--- Start of Entries provided ---

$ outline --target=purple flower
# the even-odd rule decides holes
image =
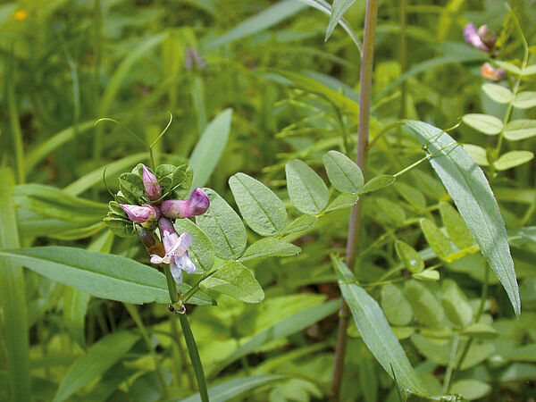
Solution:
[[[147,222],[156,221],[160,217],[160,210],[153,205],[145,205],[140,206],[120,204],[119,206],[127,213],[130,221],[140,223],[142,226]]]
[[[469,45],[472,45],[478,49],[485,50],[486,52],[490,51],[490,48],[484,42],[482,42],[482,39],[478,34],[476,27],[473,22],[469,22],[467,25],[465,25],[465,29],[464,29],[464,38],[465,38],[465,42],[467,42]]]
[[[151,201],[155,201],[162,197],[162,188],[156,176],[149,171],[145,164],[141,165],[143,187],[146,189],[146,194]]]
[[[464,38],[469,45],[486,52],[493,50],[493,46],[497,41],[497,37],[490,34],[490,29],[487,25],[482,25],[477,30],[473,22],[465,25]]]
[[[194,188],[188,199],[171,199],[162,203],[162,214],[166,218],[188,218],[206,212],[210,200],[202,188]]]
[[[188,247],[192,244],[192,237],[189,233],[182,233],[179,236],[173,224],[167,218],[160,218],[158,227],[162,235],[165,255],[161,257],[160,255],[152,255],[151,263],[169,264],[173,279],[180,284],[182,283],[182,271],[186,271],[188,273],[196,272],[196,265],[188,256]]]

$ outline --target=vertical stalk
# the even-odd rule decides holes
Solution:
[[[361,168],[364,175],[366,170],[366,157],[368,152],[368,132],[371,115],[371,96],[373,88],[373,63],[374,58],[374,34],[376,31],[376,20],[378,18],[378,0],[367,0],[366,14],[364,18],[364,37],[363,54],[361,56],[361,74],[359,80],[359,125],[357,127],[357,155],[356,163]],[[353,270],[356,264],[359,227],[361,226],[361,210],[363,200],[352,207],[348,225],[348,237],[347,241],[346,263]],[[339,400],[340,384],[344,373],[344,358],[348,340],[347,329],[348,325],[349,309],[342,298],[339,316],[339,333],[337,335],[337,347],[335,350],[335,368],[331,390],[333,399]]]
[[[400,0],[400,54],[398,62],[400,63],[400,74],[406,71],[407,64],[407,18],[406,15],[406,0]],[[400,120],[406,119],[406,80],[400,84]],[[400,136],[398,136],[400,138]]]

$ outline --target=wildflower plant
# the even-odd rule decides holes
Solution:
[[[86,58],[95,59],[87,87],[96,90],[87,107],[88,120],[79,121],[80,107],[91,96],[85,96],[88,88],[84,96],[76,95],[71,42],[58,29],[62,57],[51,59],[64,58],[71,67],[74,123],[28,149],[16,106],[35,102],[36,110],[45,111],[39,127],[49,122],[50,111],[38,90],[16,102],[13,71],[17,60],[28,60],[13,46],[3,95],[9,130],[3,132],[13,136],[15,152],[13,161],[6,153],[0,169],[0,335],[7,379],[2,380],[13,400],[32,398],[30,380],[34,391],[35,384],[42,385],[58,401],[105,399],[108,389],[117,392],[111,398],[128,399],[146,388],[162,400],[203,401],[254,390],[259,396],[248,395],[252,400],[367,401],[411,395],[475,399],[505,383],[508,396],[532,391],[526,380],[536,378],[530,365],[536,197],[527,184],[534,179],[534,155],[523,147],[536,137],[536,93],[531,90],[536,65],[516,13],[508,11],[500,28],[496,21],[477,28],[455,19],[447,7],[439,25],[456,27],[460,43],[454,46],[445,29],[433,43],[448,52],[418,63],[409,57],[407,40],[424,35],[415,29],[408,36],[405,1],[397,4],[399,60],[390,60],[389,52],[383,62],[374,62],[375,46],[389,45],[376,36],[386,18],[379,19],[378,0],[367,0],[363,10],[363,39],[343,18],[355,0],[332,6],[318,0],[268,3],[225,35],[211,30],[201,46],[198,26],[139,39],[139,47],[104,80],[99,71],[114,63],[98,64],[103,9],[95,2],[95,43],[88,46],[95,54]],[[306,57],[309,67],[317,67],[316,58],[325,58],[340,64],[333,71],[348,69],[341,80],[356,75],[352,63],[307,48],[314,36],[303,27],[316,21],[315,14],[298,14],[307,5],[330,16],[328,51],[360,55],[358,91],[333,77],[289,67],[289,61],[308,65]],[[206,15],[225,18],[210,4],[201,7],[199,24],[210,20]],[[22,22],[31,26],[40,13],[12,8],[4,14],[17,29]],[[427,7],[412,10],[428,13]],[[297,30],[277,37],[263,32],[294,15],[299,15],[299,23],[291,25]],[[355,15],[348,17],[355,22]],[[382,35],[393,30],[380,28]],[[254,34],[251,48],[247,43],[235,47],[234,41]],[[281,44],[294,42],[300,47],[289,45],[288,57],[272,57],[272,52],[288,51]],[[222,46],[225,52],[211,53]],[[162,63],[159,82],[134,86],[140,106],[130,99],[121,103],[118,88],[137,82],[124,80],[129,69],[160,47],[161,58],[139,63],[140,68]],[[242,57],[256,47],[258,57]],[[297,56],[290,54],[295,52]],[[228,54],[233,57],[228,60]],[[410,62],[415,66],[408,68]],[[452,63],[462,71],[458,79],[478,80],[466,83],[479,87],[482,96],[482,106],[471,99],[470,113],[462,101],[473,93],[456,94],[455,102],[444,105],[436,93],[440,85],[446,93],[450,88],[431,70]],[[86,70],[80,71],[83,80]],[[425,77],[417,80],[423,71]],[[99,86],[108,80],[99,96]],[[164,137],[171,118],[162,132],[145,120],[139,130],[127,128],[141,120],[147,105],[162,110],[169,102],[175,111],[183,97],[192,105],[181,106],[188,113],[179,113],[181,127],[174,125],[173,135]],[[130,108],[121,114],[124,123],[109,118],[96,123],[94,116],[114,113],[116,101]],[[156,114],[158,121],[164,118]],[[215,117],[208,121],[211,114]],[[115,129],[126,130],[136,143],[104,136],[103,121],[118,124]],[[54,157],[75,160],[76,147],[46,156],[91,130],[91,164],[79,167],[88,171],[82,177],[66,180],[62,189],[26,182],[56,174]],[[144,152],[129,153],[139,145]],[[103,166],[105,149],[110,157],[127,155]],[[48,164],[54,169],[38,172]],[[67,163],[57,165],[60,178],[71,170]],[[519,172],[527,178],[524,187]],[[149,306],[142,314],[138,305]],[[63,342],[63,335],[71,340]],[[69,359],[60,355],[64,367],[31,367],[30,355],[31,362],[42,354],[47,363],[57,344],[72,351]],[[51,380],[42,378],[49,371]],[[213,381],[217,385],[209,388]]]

--- End of Entries provided ---

**The exercise**.
Find every line in the rows above that contains the string "target", and copy each one in full.

**Exercise answer**.
$ outline --target=purple flower
$ outline --target=vertical stalk
$ outline --target=wildflower plant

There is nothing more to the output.